* SELECTED EXCERPT:
————————
What is SVM?

In this blog we are going to cover the "out of the box" machine learning technique called support vector machine. I used out of the box because it is different than all models covered till now.

The flow of learning will be like this

Maximal Margin Classifier: This maximal marginal classifier is a very simple and intuitive classifier and support vector machine is a generalization of this classifier only. However, this classifier can only be applied when classes are linearly separable.
Support Vector Classifier: It is an extension of the maximal marginal classifier. And this can be applied in a broad range of cases.
Support Vector Machines: which is the further extension of support vector classifier. We will see that how SVM accommodates non-linear class boundaries.

Maximal Margin Classifier

When we start our discussion on maximal margin classifier the first thing we need to understand is the concept of a hyperplane.

What is Hyperplane?

Hyperplane is something that divides a p dimensional space in two parts.

Let's consider a one dimensional space. What's one dimensional space? It's a line. And how do we separate this line into two parts? We just need a point. Now there is a left part of the line which is left to this point and there is a right part of the line. This point is a hyperplane for this space.

For a two dimensional space we have a one-dimensional separator that is a line. Similarly if I continue increasing the dimensions of space let's say a three dimensional space can be separated using a two dimensional plane. This concept can be extended to any P dimensional space.
————————
* GIVEN INSTRUCTION: Rewrite everything from "Maximal Margin Classifier: This" down to "in two parts." in the support vector machine post, substituting "easy to follow" for "intuitive". The listing is separate material and has no connection to the support vector machine post.
————————
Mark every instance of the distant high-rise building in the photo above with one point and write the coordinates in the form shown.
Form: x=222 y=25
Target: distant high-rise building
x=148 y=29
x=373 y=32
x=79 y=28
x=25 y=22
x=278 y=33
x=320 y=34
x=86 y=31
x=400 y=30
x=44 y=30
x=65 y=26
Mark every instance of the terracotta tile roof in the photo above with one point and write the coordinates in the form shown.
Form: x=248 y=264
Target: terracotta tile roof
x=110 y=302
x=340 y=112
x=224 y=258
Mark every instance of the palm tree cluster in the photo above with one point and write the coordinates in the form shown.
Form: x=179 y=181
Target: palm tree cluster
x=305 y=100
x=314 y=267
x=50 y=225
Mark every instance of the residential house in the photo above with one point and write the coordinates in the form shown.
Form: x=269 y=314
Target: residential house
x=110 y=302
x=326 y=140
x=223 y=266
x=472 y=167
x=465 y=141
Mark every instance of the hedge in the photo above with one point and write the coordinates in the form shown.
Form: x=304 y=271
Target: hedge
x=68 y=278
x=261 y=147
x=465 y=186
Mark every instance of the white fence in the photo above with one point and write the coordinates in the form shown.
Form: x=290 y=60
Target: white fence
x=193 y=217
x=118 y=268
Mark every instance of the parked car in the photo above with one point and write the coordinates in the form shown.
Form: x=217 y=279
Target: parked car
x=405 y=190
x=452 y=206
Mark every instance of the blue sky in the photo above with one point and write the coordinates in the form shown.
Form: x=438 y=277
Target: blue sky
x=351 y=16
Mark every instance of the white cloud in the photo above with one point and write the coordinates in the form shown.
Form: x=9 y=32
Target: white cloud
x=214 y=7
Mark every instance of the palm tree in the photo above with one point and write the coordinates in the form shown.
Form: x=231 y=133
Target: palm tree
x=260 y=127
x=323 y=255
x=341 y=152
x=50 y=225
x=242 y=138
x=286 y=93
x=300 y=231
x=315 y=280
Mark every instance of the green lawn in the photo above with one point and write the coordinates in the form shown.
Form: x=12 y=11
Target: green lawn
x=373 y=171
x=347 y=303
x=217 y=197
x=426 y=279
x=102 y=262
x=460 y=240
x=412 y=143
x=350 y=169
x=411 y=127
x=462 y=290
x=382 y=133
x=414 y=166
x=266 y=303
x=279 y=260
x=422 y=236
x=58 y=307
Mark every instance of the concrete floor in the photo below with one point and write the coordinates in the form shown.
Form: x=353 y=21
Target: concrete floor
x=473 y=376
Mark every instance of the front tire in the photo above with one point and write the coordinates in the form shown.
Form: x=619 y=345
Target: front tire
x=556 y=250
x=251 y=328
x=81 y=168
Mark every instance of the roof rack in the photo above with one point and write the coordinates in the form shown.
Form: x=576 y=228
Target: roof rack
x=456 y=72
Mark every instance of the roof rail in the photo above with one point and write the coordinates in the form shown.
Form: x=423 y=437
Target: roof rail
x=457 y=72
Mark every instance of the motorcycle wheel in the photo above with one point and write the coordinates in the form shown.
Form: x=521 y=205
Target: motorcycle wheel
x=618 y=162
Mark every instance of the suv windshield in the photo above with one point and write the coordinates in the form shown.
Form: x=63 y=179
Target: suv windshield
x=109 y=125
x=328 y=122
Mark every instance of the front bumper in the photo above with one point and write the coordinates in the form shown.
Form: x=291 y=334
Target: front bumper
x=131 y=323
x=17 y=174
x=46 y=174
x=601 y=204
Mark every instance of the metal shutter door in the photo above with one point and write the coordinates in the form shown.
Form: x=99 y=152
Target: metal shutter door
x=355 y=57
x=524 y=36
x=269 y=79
————————
* WRITTEN ANSWER:
Maximal Margin Classifier: This maximal marginal classifier is a very simple and easy to follow classifier and support vector machine is a generalization of this classifier only. However, this classifier can only be applied when classes are linearly separable.
Support Vector Classifier: It is an extension of the maximal marginal classifier. And this can be applied in a broad range of cases.
Support Vector Machines: which is the further extension of support vector classifier. We will see that how SVM accommodates non-linear class boundaries.

Maximal Margin Classifier

When we start our discussion on maximal margin classifier the first thing we need to understand is the concept of a hyperplane.

What is Hyperplane?

Hyperplane is something that divides a p dimensional space in two parts.